## What the task asks
Begin at the line with "of the light" and write out every line after it, exactly, through the last line below, adding nothing.

Records from a collection
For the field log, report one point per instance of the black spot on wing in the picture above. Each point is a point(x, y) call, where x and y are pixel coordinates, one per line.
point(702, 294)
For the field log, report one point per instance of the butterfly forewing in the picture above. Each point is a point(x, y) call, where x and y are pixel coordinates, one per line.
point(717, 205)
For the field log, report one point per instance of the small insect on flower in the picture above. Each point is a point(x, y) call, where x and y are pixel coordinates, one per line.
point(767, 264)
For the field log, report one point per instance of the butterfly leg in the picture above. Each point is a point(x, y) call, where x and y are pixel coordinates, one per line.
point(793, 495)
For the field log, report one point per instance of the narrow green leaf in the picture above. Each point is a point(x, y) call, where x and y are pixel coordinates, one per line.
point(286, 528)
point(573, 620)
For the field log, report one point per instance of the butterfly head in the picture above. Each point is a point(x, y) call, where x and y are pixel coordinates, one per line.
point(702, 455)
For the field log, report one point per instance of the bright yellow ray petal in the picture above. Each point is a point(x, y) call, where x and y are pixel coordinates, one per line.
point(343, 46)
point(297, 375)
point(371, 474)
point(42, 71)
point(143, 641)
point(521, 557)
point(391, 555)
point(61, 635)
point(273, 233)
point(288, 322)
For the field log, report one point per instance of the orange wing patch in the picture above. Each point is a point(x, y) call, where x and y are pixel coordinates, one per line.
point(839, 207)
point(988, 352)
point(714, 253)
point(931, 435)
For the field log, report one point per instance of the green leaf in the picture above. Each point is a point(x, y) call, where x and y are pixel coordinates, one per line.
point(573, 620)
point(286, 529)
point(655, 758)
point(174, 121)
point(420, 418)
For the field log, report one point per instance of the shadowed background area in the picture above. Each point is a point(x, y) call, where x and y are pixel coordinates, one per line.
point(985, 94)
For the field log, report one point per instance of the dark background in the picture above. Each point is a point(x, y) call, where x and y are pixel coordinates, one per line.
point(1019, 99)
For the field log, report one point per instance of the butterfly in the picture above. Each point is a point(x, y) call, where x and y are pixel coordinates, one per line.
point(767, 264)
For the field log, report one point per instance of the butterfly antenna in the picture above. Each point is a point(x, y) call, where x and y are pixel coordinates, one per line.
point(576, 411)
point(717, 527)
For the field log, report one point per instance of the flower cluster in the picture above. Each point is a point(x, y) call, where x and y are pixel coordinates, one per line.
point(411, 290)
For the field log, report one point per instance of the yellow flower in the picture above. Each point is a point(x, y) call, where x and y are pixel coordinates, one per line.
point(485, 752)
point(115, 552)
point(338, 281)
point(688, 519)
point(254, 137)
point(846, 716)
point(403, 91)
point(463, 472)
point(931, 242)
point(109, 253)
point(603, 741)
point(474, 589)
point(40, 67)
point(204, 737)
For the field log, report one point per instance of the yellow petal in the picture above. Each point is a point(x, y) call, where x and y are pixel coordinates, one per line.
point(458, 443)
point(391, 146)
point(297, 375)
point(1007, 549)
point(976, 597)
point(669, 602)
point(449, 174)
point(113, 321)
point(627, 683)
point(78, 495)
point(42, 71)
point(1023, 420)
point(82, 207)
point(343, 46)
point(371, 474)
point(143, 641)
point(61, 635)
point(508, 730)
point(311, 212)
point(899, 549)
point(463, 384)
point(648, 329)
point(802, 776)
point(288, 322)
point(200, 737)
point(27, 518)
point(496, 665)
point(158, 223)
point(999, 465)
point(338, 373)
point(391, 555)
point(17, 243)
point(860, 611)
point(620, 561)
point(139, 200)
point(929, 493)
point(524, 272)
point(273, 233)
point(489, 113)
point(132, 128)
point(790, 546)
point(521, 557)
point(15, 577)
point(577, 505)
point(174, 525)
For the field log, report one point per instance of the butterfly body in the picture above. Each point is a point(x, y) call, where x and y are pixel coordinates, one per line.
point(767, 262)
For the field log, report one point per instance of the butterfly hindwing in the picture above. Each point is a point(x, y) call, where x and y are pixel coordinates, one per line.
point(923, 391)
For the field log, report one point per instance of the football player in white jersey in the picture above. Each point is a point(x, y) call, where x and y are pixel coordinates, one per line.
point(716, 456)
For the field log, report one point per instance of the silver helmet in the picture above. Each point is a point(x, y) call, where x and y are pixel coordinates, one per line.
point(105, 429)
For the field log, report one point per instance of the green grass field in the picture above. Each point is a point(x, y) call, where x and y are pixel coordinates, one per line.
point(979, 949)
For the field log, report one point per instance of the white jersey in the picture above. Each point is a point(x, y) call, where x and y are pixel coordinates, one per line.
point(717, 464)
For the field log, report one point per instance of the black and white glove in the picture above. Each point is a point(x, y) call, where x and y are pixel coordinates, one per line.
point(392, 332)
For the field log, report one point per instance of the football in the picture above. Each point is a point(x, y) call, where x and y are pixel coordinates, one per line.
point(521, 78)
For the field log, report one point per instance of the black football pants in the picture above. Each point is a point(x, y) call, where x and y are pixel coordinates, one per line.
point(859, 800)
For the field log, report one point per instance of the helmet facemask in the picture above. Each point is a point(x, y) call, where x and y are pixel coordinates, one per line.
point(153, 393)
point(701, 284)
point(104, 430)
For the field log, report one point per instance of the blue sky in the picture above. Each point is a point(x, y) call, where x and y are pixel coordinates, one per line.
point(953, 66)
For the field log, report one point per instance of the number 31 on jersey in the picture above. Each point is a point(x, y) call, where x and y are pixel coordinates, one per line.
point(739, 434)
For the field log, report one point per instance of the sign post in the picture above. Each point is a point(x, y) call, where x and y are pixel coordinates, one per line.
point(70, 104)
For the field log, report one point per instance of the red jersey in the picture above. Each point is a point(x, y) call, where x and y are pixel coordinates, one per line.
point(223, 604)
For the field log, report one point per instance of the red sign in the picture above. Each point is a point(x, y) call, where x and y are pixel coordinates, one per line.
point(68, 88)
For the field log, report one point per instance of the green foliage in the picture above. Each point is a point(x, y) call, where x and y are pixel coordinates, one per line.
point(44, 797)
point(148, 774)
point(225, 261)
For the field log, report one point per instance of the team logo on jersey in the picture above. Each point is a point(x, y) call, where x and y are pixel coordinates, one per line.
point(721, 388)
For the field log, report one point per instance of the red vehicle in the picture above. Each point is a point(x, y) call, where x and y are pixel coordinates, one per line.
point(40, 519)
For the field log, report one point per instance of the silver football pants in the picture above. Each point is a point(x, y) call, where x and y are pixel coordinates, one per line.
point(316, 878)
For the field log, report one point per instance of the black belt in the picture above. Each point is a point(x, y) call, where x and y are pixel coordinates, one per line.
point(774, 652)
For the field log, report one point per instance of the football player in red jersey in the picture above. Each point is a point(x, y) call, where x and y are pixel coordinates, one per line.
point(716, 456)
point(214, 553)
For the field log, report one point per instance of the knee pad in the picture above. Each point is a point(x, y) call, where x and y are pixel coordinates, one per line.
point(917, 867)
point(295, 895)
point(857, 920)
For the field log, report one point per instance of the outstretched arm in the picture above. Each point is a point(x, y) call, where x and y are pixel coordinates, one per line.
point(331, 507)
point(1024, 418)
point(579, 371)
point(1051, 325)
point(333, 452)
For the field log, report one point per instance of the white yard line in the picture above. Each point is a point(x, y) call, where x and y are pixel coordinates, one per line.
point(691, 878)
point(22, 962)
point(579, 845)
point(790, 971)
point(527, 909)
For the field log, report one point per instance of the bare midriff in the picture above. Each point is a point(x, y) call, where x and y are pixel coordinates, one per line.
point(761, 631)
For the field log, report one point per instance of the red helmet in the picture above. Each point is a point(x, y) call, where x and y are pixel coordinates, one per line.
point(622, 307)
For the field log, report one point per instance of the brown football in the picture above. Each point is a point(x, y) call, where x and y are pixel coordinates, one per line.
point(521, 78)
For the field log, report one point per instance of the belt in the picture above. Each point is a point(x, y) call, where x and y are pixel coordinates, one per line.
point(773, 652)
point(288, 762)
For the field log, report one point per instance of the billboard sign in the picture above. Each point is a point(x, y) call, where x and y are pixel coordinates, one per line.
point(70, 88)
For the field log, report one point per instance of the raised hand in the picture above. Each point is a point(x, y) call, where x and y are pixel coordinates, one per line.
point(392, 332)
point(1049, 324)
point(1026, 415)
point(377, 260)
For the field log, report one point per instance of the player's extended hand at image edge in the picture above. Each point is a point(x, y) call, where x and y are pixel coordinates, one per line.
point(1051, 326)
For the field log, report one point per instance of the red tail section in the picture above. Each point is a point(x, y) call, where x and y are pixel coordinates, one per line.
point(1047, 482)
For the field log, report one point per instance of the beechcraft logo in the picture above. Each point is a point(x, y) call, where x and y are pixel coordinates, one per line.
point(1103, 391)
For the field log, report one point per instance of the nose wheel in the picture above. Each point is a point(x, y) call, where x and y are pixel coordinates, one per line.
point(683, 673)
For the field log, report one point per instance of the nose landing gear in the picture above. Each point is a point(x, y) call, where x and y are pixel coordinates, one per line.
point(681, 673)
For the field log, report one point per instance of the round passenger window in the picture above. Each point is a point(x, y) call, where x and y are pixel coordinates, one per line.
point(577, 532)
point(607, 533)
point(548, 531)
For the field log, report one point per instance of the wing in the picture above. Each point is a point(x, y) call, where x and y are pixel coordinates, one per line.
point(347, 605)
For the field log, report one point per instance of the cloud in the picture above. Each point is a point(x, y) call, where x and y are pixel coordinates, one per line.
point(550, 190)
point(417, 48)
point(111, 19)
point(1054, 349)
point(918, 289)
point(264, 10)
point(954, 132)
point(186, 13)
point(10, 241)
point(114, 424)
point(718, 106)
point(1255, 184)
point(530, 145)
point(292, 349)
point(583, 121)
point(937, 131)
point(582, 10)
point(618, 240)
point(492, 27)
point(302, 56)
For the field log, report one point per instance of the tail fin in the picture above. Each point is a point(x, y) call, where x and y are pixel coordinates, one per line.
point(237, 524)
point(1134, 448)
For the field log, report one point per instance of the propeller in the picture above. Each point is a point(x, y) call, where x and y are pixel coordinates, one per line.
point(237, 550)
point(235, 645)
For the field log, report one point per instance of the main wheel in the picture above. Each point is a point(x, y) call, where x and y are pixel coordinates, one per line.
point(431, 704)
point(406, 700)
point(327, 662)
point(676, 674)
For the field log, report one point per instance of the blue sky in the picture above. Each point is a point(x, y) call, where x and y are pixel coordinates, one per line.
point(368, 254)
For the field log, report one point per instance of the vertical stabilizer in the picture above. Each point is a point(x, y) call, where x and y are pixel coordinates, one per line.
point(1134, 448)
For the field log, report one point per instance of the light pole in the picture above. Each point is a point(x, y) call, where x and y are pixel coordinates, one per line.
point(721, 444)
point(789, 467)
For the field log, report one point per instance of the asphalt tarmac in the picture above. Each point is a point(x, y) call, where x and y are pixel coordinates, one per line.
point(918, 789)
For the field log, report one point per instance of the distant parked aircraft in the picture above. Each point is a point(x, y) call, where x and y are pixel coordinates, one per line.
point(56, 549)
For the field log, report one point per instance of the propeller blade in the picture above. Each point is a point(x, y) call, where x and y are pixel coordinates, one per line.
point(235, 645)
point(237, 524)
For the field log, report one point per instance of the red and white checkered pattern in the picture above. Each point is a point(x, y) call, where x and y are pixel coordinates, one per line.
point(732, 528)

## Result for this task
For the field log, report one point per instance of the light pole in the picture above. Each point is a point(x, y) call, where x and y are pixel coordinates, one per line.
point(721, 444)
point(789, 467)
For the field log, report one point per instance of the asphalt tarmac in the picture above. Each point is a point(x, y) call, where x and y are pixel coordinates, one per line.
point(918, 789)
For the field log, report one point per instance of the distant parked aircraft in the picture above. Each point is a point(x, y) call, where x and y are pixel coordinates, one per line.
point(56, 549)
For the field log, report one point per instance of the propeller blade in the picture above. Each point is a point(x, y) call, where x and y are pixel coordinates, one per line.
point(235, 645)
point(237, 524)
For the field log, report one point per instance of the red and white checkered pattern in the picture above. Each point is a point(x, y) call, where x and y are pixel coordinates, one per line.
point(732, 528)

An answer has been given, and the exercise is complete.